> **PASSAGE TO READ**
---

Of course, ignoring the systemic nature of our dilemma just means that as soon as we get one symptom corralled, another is likely to break loose. But, crucially, is climate change, taken as an isolated problem, fully treatable with technology? Color me doubtful. I say this having spent many months poring over the relevant data with David Fridley of the energy analysis program at Lawrence Berkeley National Laboratory. Our resulting book, Our Renewable Future, concluded that nuclear power is too expensive and risky; meanwhile, solar and wind power both suffer from intermittency, which (once these sources begin to provide a large percentage of total electrical power) will require a combination of three strategies on a grand scale: energy storage, redundant production capacity and demand adaptation. At the same time, we in industrial nations will have to adapt most of our current energy usage (which occurs in industrial processes, building heating and transportation) to electricity. Altogether, the energy transition promises to be an enormous undertaking, unprecedented in its requirements for investment and substitution. When David and I stepped back to assess the enormity of the task, we could see no way to maintain current quantities of global energy production during the transition, much less to increase energy supplies so as to power ongoing economic growth. The biggest transitional hurdle is scale: the world uses an enormous amount of energy currently; only if that quantity can be reduced significantly, especially in industrial nations, could we imagine a credible pathway toward a post-carbon future.
Downsizing the world's energy supplies would, effectively, also downsize industrial processes of resource extraction, manufacturing, transportation, and waste management. That's a systemic intervention, of exactly the kind called for by the ecologists of the 1970s who coined the mantra, "Reduce, reuse and recycle." It gets to the heart of the overshoot dilemma—as does population stabilization and reduction, another necessary strategy. But it's also a notion to which technocrats, industrialists, and investors are virulently allergic.
The ecological argument is, at its core, a moral one—as I explain in more detail in a just-released manifesto replete with sidebars and graphics ("There's No App for That: Technology and Morality in the Age of Climate Change, Overpopulation, and Biodiversity Loss"). Any systems thinker who understands overshoot and prescribes powerdown as a treatment is effectively engaging in an intervention with an addictive behavior. Society is addicted to growth, and that's having terrible consequences for the planet and, increasingly, for us as well. We have to change our collective and individual behavior and give up something we depend on—power over our environment. We must restrain ourselves, like an alcoholic foreswearing booze. That requires honesty and soul-searching.

---

Stored data
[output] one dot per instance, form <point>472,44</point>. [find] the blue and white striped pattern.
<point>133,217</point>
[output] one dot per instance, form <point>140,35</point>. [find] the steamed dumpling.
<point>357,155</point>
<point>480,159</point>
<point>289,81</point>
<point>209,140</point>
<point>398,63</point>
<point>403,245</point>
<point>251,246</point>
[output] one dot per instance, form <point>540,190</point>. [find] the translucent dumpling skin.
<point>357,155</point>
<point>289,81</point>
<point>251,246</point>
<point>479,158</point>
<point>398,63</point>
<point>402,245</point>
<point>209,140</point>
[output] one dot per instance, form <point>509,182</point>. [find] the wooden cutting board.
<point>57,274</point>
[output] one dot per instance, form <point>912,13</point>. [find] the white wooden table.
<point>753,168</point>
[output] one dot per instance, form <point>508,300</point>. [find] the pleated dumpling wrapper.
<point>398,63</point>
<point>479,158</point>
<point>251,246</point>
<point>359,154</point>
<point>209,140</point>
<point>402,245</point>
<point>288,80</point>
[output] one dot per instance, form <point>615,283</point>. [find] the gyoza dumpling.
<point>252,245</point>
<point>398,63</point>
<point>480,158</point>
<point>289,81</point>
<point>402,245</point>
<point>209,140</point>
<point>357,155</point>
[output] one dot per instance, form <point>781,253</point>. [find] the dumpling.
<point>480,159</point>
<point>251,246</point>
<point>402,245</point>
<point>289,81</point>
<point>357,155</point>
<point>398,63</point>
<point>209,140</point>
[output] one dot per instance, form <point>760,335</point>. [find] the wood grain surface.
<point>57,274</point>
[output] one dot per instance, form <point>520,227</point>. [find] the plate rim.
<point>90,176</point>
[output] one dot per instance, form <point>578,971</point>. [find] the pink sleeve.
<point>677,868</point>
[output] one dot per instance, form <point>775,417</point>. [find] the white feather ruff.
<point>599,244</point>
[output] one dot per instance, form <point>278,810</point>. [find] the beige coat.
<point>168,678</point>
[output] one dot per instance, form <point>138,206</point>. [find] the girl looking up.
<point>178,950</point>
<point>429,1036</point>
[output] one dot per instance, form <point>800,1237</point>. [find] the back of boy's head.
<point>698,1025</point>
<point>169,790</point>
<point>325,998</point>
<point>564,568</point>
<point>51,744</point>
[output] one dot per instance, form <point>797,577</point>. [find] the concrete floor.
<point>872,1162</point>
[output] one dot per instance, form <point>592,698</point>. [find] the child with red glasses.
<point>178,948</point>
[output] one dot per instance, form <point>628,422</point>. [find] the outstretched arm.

---

> **QUESTIONS**
a - Decide whether each statement below agrees with the passage on the energy transition, answering yes or no and quoting the words of the passage that settle it. (i) The book written with David Fridley judged nuclear power too expensive and risky. (ii) The author and Fridley found a way to increase energy supplies during the transition. (iii) Technocrats, industrialists, and investors welcome the idea of downsizing energy supplies.
b - From the passage on the energy transition, extract the span that begins at the words "The ecological argument" and stops after "honesty and soul-searching.".

> **EXPECTED RESPONSES**
a -
(i) Yes: "concluded that nuclear power is too expensive and risky"
(ii) No: "we could see no way to maintain current quantities of global energy production during the transition, much less to increase energy supplies so as to power ongoing economic growth"
(iii) No: "But it's also a notion to which technocrats, industrialists, and investors are virulently allergic."

b -
The ecological argument is, at its core, a moral one—as I explain in more detail in a just-released manifesto replete with sidebars and graphics ("There's No App for That: Technology and Morality in the Age of Climate Change, Overpopulation, and Biodiversity Loss"). Any systems thinker who understands overshoot and prescribes powerdown as a treatment is effectively engaging in an intervention with an addictive behavior. Society is addicted to growth, and that's having terrible consequences for the planet and, increasingly, for us as well. We have to change our collective and individual behavior and give up something we depend on—power over our environment. We must restrain ourselves, like an alcoholic foreswearing booze. That requires honesty and soul-searching.